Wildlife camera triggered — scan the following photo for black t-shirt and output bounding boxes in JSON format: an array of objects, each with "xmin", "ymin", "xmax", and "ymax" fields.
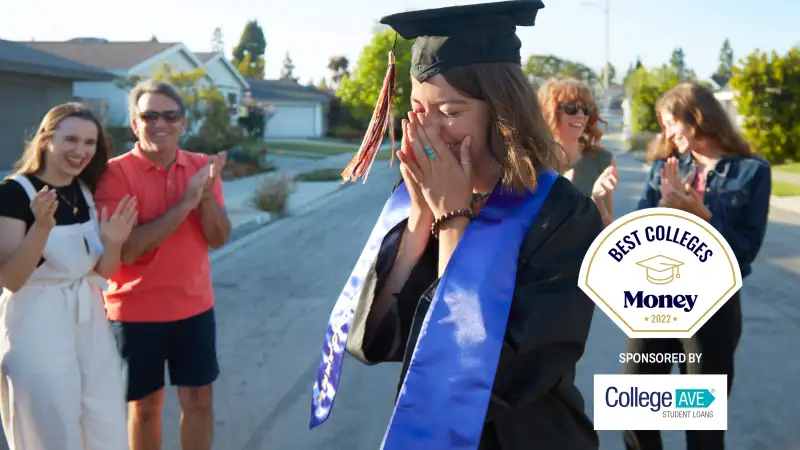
[{"xmin": 0, "ymin": 174, "xmax": 91, "ymax": 266}]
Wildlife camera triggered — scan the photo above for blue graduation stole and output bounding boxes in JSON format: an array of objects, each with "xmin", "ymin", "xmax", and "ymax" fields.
[{"xmin": 311, "ymin": 169, "xmax": 558, "ymax": 449}]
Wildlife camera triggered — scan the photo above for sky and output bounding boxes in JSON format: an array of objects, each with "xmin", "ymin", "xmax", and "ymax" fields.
[{"xmin": 1, "ymin": 0, "xmax": 798, "ymax": 86}]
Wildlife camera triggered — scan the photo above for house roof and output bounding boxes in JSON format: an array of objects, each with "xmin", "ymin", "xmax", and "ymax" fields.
[
  {"xmin": 711, "ymin": 74, "xmax": 731, "ymax": 91},
  {"xmin": 195, "ymin": 52, "xmax": 217, "ymax": 62},
  {"xmin": 196, "ymin": 52, "xmax": 250, "ymax": 90},
  {"xmin": 22, "ymin": 39, "xmax": 177, "ymax": 71},
  {"xmin": 248, "ymin": 79, "xmax": 332, "ymax": 103},
  {"xmin": 0, "ymin": 38, "xmax": 115, "ymax": 81}
]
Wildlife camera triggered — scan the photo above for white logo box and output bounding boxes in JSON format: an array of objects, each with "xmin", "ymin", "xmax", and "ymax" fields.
[{"xmin": 593, "ymin": 374, "xmax": 728, "ymax": 431}]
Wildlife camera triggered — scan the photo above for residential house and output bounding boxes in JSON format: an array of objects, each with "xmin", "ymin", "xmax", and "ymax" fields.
[
  {"xmin": 20, "ymin": 39, "xmax": 250, "ymax": 128},
  {"xmin": 710, "ymin": 75, "xmax": 743, "ymax": 129},
  {"xmin": 0, "ymin": 39, "xmax": 116, "ymax": 168},
  {"xmin": 195, "ymin": 51, "xmax": 250, "ymax": 113},
  {"xmin": 247, "ymin": 78, "xmax": 333, "ymax": 139}
]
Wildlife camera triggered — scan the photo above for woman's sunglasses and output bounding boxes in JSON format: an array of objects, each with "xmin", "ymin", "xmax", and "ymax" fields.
[
  {"xmin": 138, "ymin": 110, "xmax": 183, "ymax": 123},
  {"xmin": 559, "ymin": 103, "xmax": 596, "ymax": 116}
]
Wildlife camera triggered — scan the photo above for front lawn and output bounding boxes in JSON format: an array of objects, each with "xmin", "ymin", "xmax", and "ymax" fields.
[
  {"xmin": 773, "ymin": 162, "xmax": 800, "ymax": 174},
  {"xmin": 772, "ymin": 180, "xmax": 800, "ymax": 197}
]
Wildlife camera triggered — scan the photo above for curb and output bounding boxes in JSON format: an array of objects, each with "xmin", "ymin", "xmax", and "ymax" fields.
[{"xmin": 209, "ymin": 183, "xmax": 353, "ymax": 263}]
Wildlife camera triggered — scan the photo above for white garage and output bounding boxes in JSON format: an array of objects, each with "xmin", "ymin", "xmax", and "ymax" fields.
[
  {"xmin": 247, "ymin": 79, "xmax": 331, "ymax": 139},
  {"xmin": 265, "ymin": 103, "xmax": 321, "ymax": 138}
]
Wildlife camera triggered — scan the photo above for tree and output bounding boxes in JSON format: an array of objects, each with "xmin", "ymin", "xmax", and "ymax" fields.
[
  {"xmin": 715, "ymin": 38, "xmax": 734, "ymax": 81},
  {"xmin": 234, "ymin": 53, "xmax": 265, "ymax": 79},
  {"xmin": 327, "ymin": 56, "xmax": 350, "ymax": 90},
  {"xmin": 635, "ymin": 57, "xmax": 643, "ymax": 69},
  {"xmin": 280, "ymin": 52, "xmax": 297, "ymax": 81},
  {"xmin": 185, "ymin": 88, "xmax": 242, "ymax": 154},
  {"xmin": 622, "ymin": 62, "xmax": 636, "ymax": 88},
  {"xmin": 669, "ymin": 47, "xmax": 696, "ymax": 81},
  {"xmin": 338, "ymin": 29, "xmax": 413, "ymax": 125},
  {"xmin": 211, "ymin": 27, "xmax": 224, "ymax": 53},
  {"xmin": 601, "ymin": 63, "xmax": 617, "ymax": 86},
  {"xmin": 115, "ymin": 63, "xmax": 225, "ymax": 138},
  {"xmin": 626, "ymin": 65, "xmax": 681, "ymax": 135},
  {"xmin": 232, "ymin": 20, "xmax": 266, "ymax": 79},
  {"xmin": 523, "ymin": 54, "xmax": 598, "ymax": 86},
  {"xmin": 730, "ymin": 47, "xmax": 800, "ymax": 163}
]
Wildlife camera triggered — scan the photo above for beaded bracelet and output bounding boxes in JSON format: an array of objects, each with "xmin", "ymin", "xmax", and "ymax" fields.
[{"xmin": 431, "ymin": 208, "xmax": 474, "ymax": 239}]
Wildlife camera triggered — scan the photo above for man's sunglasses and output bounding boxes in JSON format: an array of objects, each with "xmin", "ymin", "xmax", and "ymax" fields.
[
  {"xmin": 138, "ymin": 110, "xmax": 183, "ymax": 123},
  {"xmin": 559, "ymin": 103, "xmax": 596, "ymax": 116}
]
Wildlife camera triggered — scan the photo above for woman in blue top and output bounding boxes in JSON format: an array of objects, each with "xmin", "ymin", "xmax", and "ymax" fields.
[{"xmin": 622, "ymin": 82, "xmax": 771, "ymax": 450}]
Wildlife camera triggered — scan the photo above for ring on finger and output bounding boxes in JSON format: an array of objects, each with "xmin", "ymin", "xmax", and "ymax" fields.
[{"xmin": 424, "ymin": 145, "xmax": 435, "ymax": 159}]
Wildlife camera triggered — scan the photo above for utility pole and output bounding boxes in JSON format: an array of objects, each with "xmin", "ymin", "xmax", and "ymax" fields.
[
  {"xmin": 605, "ymin": 0, "xmax": 610, "ymax": 91},
  {"xmin": 580, "ymin": 0, "xmax": 610, "ymax": 91}
]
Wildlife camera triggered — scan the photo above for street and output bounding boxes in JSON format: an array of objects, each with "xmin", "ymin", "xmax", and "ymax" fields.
[{"xmin": 154, "ymin": 149, "xmax": 800, "ymax": 450}]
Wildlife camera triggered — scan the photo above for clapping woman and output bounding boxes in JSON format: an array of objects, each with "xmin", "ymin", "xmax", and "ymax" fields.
[
  {"xmin": 538, "ymin": 78, "xmax": 619, "ymax": 227},
  {"xmin": 622, "ymin": 82, "xmax": 771, "ymax": 450},
  {"xmin": 0, "ymin": 103, "xmax": 137, "ymax": 449}
]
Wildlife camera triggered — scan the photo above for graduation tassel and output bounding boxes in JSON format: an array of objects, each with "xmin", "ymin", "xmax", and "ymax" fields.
[{"xmin": 341, "ymin": 36, "xmax": 398, "ymax": 184}]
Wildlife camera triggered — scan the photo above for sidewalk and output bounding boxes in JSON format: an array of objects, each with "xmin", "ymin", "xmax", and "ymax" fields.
[
  {"xmin": 601, "ymin": 135, "xmax": 800, "ymax": 216},
  {"xmin": 219, "ymin": 151, "xmax": 396, "ymax": 244}
]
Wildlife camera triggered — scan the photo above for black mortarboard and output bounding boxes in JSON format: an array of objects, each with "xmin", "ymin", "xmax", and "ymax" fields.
[{"xmin": 380, "ymin": 0, "xmax": 545, "ymax": 83}]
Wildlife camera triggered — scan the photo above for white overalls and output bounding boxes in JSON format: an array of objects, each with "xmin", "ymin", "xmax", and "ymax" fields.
[{"xmin": 0, "ymin": 175, "xmax": 128, "ymax": 450}]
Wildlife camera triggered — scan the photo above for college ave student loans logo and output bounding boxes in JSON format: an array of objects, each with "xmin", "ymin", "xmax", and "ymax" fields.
[
  {"xmin": 594, "ymin": 374, "xmax": 728, "ymax": 430},
  {"xmin": 579, "ymin": 207, "xmax": 742, "ymax": 339}
]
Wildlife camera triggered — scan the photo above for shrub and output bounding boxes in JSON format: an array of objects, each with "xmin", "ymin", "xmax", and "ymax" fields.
[
  {"xmin": 250, "ymin": 172, "xmax": 294, "ymax": 217},
  {"xmin": 106, "ymin": 127, "xmax": 136, "ymax": 156},
  {"xmin": 730, "ymin": 47, "xmax": 800, "ymax": 164},
  {"xmin": 183, "ymin": 88, "xmax": 244, "ymax": 155},
  {"xmin": 294, "ymin": 168, "xmax": 342, "ymax": 182}
]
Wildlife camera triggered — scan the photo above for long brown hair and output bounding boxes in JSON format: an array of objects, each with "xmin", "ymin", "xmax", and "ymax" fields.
[
  {"xmin": 647, "ymin": 82, "xmax": 753, "ymax": 163},
  {"xmin": 537, "ymin": 77, "xmax": 607, "ymax": 155},
  {"xmin": 441, "ymin": 62, "xmax": 565, "ymax": 192},
  {"xmin": 14, "ymin": 102, "xmax": 110, "ymax": 191}
]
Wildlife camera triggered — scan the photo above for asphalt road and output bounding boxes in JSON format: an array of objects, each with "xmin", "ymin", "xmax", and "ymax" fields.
[{"xmin": 154, "ymin": 148, "xmax": 800, "ymax": 450}]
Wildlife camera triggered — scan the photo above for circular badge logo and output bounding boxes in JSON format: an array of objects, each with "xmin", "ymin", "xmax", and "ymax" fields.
[{"xmin": 579, "ymin": 207, "xmax": 742, "ymax": 339}]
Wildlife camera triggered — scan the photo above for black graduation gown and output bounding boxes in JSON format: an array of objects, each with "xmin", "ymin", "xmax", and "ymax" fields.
[{"xmin": 345, "ymin": 177, "xmax": 602, "ymax": 450}]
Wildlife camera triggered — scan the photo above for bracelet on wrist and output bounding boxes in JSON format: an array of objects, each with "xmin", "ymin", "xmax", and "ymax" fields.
[{"xmin": 431, "ymin": 208, "xmax": 474, "ymax": 239}]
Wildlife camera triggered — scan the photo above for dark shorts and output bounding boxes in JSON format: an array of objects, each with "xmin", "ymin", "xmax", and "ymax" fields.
[{"xmin": 109, "ymin": 308, "xmax": 220, "ymax": 402}]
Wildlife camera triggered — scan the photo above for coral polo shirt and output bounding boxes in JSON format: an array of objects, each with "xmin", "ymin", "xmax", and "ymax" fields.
[{"xmin": 95, "ymin": 144, "xmax": 224, "ymax": 323}]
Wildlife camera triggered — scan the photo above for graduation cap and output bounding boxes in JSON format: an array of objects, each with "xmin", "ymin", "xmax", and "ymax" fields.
[
  {"xmin": 340, "ymin": 0, "xmax": 546, "ymax": 184},
  {"xmin": 382, "ymin": 0, "xmax": 545, "ymax": 83},
  {"xmin": 636, "ymin": 255, "xmax": 685, "ymax": 285}
]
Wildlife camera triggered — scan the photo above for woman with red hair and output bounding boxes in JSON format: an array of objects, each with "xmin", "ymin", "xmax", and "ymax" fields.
[{"xmin": 538, "ymin": 78, "xmax": 619, "ymax": 227}]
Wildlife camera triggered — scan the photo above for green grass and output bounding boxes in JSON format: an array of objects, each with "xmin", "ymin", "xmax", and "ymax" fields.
[
  {"xmin": 772, "ymin": 180, "xmax": 800, "ymax": 197},
  {"xmin": 375, "ymin": 151, "xmax": 396, "ymax": 161},
  {"xmin": 294, "ymin": 168, "xmax": 344, "ymax": 182},
  {"xmin": 266, "ymin": 141, "xmax": 358, "ymax": 155},
  {"xmin": 773, "ymin": 162, "xmax": 800, "ymax": 174},
  {"xmin": 271, "ymin": 149, "xmax": 326, "ymax": 160}
]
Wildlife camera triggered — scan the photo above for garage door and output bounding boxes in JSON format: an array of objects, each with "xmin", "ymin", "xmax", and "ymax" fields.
[
  {"xmin": 264, "ymin": 104, "xmax": 317, "ymax": 138},
  {"xmin": 0, "ymin": 74, "xmax": 72, "ymax": 169}
]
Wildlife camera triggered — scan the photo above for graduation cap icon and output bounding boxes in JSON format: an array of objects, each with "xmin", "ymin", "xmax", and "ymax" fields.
[{"xmin": 636, "ymin": 255, "xmax": 685, "ymax": 285}]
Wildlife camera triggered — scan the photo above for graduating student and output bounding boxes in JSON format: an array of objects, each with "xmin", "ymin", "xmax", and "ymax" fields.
[{"xmin": 310, "ymin": 2, "xmax": 602, "ymax": 449}]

────

# What the task requires
Repeat precisely, and with nothing added, every line from the one containing "Wildlife camera triggered — scan the photo above for green" to the last line of the listing above.

# Solution for this task
Wildlife camera triggered — scan the photo above for green grass and output bounding boxes in JSON format: an array of objects, each with "xmin", "ymin", "xmax", and "ymax" fields.
[
  {"xmin": 772, "ymin": 180, "xmax": 800, "ymax": 197},
  {"xmin": 375, "ymin": 151, "xmax": 396, "ymax": 161},
  {"xmin": 294, "ymin": 168, "xmax": 344, "ymax": 182},
  {"xmin": 266, "ymin": 141, "xmax": 358, "ymax": 155},
  {"xmin": 773, "ymin": 162, "xmax": 800, "ymax": 174},
  {"xmin": 271, "ymin": 149, "xmax": 326, "ymax": 160}
]
Wildlife camera triggered — scan the photo above for garage door and output bounding boxes in JSON format: an array of objects, each with "xmin", "ymin", "xmax", and "ymax" fields.
[
  {"xmin": 264, "ymin": 104, "xmax": 317, "ymax": 138},
  {"xmin": 0, "ymin": 74, "xmax": 72, "ymax": 169}
]
Wildlife camera triggered — scan the photo above for graduation cap icon and output bounding boxes in JSON format: an array of objects, each with "xmin", "ymin", "xmax", and "ymax" fields.
[{"xmin": 636, "ymin": 255, "xmax": 685, "ymax": 285}]
Wildlife camera triggered — scan the photo above for graduating student and output bounding boxes in JSON format: an array of objects, each with "xmin", "ymin", "xmax", and "ymax" fields.
[{"xmin": 310, "ymin": 2, "xmax": 602, "ymax": 449}]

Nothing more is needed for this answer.